● Texto citado:
===============

I - “Nem a morte de Cristo foi repouso para
nosso Redentor. O “Credo” nos recorda que, em sua missão
redentora, Jesus desceu ao limbo onde se encontravam as almas
santas.
Já consideramos que Cristo morreu realmente e
foi sepultado. Com a morte, a alma santíssima de Cristo se
separou verdadeiramente de seu corpo. Este permaneceu três
dias no sepulcro, perfeitamente livre de toda corrupção, como
já havia predito o profeta: “Não permitireis que o Vosso Santo
sofra corrupção”. Ficou portanto o corpo de Jesus, do qual
nunca se separou a Divindade, esperando no seio da terra o
momento de sua gloriosa ressurreição. E a alma de Jesus? A
alma santíssima de Cristo continuou a viver enquanto o seu
corpo repousava na sepultura, tendo descido, conforme diz o
Credo, “aos infernos” e lá ficado todo o tempo que seu corpo
esteve sepultado. A primeira vista causa-nos estranheza o ter
a alma de Cristo descido aos infernos, mas vamos explicar o
sentido desta palavra “infernos” e depois mostrar a
finalidade da descida de Nosso Senhor a esse lugar onde
estavam as almas dos justos.
A expressão “infernos” significa de um modo
geral um lugar baixo e profundo e designa os lugares
escondidos em que são detidas as almas que não conseguiram a
bem-aventurança do céu. Neste sentido aparece em muitos
lugares da Sagrada Escritura. Assim, por exemplo, na Epístola
de São Paulo aos Filipenses: "Ao nome de Jesus deve dobrar-se
todo joelho, no céu, na terra e nos infernos". Nos Atos dos
Apóstolos, São Pedro afirma que “Cristo Nosso Senhor
ressuscitou depois de vencer as dores dos infernos”.
São vários os sentidos da palavra “inferno”:
O primeiro é a horrenda e tenebrosa prisão em
que são atormentadas as almas dos condenados. É o inferno
propriamente dito, esse lugar de desesperação e de horror, em
que um fogo misterioso, que nunca se apaga, atormenta as almas
condenadas, juntamente com os demônios, sem nunca os
consumir. É claro que não foi a esta horrível morada que
desceu a alma de Jesus Cristo depois de sua morte.

===============

(Um bloco de dados)
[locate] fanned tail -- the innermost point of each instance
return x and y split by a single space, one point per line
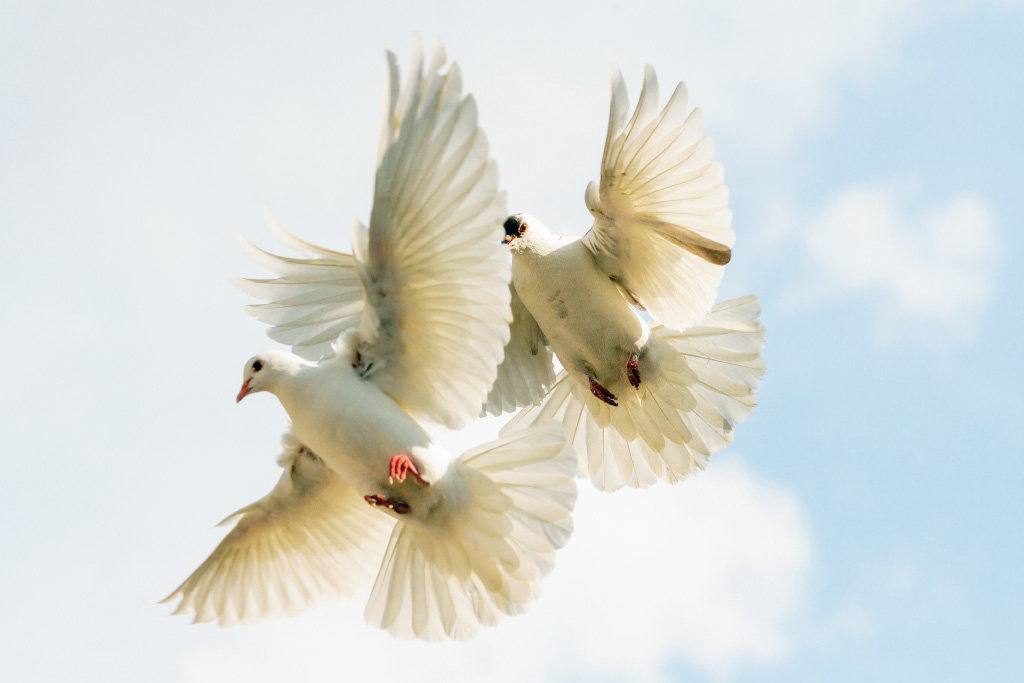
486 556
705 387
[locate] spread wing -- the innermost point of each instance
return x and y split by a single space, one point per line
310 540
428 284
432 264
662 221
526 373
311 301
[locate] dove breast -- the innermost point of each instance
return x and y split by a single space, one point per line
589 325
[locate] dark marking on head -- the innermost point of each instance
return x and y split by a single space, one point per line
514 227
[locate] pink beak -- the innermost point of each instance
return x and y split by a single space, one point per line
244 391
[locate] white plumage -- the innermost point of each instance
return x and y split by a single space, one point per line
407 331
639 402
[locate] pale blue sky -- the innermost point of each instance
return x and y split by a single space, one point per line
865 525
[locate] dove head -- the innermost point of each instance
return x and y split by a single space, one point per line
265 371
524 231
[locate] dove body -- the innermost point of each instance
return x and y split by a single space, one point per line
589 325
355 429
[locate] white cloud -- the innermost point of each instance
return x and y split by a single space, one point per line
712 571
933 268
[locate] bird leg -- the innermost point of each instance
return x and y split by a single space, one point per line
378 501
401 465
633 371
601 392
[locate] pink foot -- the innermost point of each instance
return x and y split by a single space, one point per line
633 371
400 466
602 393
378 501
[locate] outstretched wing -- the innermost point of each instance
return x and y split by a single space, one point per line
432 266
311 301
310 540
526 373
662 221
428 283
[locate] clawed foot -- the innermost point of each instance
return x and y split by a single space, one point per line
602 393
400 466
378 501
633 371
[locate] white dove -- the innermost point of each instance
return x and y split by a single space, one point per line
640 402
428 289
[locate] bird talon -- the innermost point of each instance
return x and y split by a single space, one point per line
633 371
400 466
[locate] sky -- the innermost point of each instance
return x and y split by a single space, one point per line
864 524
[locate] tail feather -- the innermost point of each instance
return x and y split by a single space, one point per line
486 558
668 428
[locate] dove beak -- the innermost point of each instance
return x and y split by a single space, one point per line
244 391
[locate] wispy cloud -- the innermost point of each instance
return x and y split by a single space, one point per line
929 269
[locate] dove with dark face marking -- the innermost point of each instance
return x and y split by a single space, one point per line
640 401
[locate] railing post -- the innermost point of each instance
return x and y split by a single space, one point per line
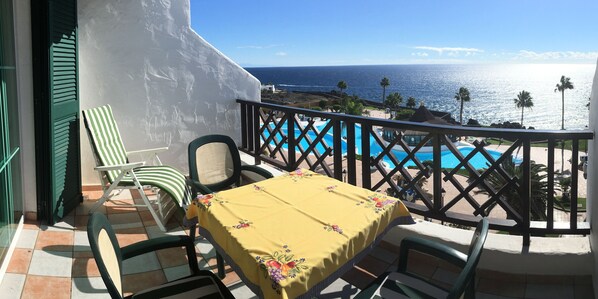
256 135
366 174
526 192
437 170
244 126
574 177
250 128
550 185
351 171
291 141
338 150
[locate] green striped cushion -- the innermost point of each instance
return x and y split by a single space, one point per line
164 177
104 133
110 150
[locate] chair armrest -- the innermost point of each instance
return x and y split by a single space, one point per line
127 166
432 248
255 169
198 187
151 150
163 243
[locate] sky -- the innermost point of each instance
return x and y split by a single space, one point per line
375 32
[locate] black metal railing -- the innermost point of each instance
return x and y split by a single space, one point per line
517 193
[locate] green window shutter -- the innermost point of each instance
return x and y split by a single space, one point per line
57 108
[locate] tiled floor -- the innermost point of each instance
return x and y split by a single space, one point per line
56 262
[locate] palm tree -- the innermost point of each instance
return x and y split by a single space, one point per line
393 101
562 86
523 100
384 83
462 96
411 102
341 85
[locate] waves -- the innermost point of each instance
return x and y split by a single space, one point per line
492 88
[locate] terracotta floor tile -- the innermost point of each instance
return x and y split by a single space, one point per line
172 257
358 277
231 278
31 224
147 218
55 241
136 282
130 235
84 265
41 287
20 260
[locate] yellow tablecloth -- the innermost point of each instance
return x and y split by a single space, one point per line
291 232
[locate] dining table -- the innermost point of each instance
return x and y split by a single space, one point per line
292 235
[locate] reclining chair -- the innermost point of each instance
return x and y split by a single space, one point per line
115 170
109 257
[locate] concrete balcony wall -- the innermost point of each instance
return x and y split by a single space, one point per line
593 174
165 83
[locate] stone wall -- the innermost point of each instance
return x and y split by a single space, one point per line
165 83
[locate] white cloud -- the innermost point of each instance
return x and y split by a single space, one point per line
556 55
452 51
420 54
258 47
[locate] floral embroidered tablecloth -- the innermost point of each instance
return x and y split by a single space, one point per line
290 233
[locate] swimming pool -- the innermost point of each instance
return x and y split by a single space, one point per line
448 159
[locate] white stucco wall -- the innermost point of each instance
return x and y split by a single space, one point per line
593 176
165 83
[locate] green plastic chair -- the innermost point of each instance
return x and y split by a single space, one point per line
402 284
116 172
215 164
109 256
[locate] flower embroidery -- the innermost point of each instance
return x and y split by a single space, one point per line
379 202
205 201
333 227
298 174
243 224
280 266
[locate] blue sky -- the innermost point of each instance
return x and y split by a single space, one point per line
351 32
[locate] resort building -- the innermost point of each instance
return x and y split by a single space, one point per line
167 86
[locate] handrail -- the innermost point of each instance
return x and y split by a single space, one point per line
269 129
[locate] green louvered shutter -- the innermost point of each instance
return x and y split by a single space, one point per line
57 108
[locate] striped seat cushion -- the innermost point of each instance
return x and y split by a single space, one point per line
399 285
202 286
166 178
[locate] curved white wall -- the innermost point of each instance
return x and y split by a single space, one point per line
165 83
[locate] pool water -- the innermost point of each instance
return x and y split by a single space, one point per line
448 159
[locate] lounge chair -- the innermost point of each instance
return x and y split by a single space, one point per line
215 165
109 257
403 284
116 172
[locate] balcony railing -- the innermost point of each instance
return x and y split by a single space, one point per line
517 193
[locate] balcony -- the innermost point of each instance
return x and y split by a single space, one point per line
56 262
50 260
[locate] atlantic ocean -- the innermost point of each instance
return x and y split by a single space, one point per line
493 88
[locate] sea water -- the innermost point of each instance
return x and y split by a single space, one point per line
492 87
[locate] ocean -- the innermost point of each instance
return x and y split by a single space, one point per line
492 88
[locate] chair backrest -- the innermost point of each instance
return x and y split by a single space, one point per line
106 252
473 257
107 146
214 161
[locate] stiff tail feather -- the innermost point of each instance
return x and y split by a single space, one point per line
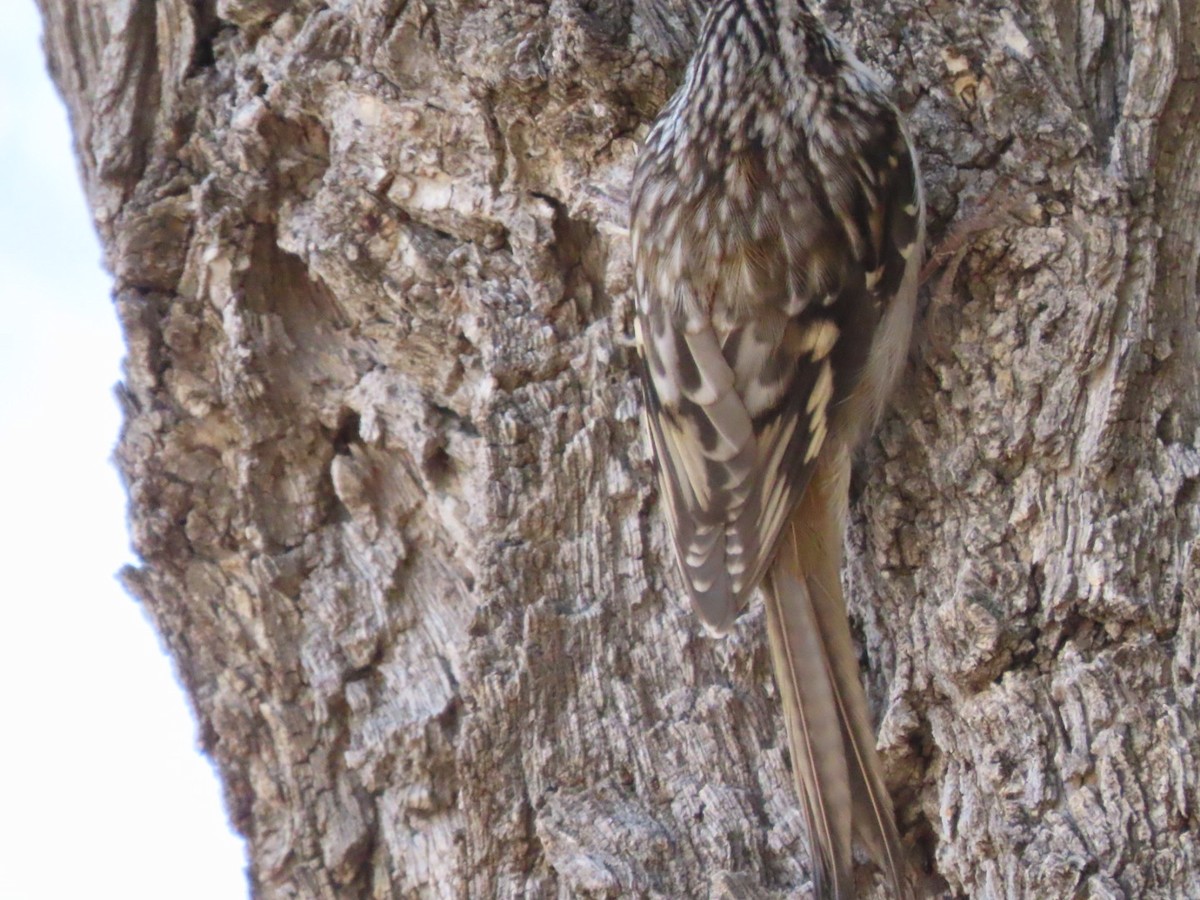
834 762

===============

● Tarefas:
1. No texto sobre a descida de Cristo aos infernos, reescreva o trecho que vai de "São vários os" até "de sua morte.", inclusive, substituindo "demônios" por "espíritos malignos".
2. Responda às perguntas abaixo com base no texto sobre a descida de Cristo aos infernos.
(a) Quantos dias o corpo de Cristo permaneceu no sepulcro?
(b) Em qual epístola de São Paulo aparece a frase "Ao nome de Jesus deve dobrar-se todo joelho"?
(c) O que a expressão "infernos" significa de um modo geral?

● Respostas:
1.
São vários os sentidos da palavra “inferno”:
O primeiro é a horrenda e tenebrosa prisão em
que são atormentadas as almas dos condenados. É o inferno
propriamente dito, esse lugar de desesperação e de horror, em
que um fogo misterioso, que nunca se apaga, atormenta as almas
condenadas, juntamente com os espíritos malignos, sem nunca os
consumir. É claro que não foi a esta horrível morada que
desceu a alma de Jesus Cristo depois de sua morte.

2.
(a) Três dias.
(b) Na Epístola de São Paulo aos Filipenses.
(c) Um lugar baixo e profundo.